§ **Text shown**

Foot, meet gun
Oct. 25th, 2009 04:58 am![[personal profile]](https://www.dreamwidth.org/img/silk/identity/user.png)
Google Analytics does some pretty cool stuff, but has one major drawback for mobile web application developers: it's Javascript-based, meaning that hits from mobile devices that don't speak Javascript silently go untracked. Recently, the Analytics team released some code that does server-side tracking; the linked ZIP file contains source and examples in ASP, JSP, PHP and Perl. Why not Python, you might wonder? I wondered too, particularly since an AppEngine project I'm working on is at least somewhat intended for phones (hey, you never know when you might be away from your desk but really want to know if a certain BioBrick exists), so I did a little poking around to see if it was possible to instrument an AppEngine application using server-side Mobile Analytics.
So, the core of the Analytics server-side code is a routine that calls out to www.google-analytics.com/__utm.gif?[a bunch of parameters] and renders a 1x1 GIF as a web-bug. At first glance, this seems pretty straightforward: write a handler that makes the call to Google's web-bug and produces the $your-server web-bug. AppEngine even supports a subset of the Python Imaging Library, which means that you can build the web-bug programmatically in much the same way as the PHP/Perl/&c code does (although AppEngine's subset of PIL doesn't actually speak GIF, only JPG and PNG, so you have to render a PNG instead). Porting the samples from PHP was easy enough, with occasional references to the Perl to clarify things. (I still can't write Perl, but I can read it relatively well. So much for it being a write-only language!) However, I was surprised to find that the call out to Google's web-bug failed. What was going on there?
I dropped into the interpreter and tried a simple httplib call. No dice; it came up 404. Given that Google's using successful hits to this URL in order to register hits, that was no good -- it meant that requests from my web-bug were simply vanishing into the ether. However, placing the same request from a web browser retrieved the image just fine. What was going on there?
To find out, I opened up wireshark, reissued the request from my browser, and beheld the details of a packet with many lovely headers:
As luck would have it, I struck gold on the first try -- passing every header except the Host header resulted in the 404 I'd gotten earlier. As long as the Host header was in the request, everything was fine. In fact, passing nothing but the request-body and the Host header worked perfectly ... in the interpreter. In AppEngine, not so much.

§ **Supplied entries**
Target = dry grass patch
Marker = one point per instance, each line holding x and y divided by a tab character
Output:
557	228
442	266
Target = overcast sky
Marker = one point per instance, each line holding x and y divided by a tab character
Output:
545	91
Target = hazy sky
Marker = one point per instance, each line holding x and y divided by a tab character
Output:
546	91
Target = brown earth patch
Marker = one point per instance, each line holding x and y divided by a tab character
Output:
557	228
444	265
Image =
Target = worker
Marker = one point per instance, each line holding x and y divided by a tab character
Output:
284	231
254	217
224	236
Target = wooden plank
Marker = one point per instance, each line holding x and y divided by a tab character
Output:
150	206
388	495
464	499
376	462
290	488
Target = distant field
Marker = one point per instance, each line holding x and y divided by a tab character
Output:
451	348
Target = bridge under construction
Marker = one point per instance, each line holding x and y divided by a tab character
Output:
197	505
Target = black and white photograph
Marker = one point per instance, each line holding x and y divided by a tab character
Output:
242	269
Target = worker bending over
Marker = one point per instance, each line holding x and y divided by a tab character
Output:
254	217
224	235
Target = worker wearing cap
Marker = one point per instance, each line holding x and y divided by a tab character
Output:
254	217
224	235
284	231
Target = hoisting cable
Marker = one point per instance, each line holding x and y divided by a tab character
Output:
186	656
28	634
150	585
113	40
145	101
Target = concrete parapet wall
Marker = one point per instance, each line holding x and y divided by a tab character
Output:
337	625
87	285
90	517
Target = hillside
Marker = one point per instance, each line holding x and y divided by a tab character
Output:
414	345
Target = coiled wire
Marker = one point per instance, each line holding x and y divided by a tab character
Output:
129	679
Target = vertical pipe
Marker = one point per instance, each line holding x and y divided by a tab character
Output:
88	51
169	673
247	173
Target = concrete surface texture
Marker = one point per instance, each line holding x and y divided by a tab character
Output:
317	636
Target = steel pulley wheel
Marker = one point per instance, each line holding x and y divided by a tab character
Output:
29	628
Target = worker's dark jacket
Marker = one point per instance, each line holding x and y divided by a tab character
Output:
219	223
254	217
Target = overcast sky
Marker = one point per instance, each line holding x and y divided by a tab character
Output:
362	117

§ **Written problem 1**
Say whether each statement agrees with the post on Google Analytics tracking, answering yes or no and quoting the words of the post that decide it: (a) the code released by the Analytics team included examples in Python; (b) the subset of the Python Imaging Library in AppEngine can render PNG images; (c) the simple httplib call in the interpreter returned a 404.
§ **Written problem 2**
In the post, what tool did the writer open to see the details of the browser's request?
§ **Written problem 3**
Write out the post between "I dropped into" and "fine. What was going on there?", inclusive, with "httplib" replaced by "urllib".
The items above are separate from the post.

§ **Task response 1**
(a) No: "Why not Python, you might wonder?"
(b) Yes: "doesn't actually speak GIF, only JPG and PNG"
(c) Yes: "No dice; it came up 404."

§ **Task response 2**
The writer opened wireshark.

§ **Task response 3**
I dropped into the interpreter and tried a simple urllib call. No dice; it came up 404. Given that Google's using successful hits to this URL in order to register hits, that was no good -- it meant that requests from my web-bug were simply vanishing into the ether. However, placing the same request from a web browser retrieved the image just fine. What was going on there?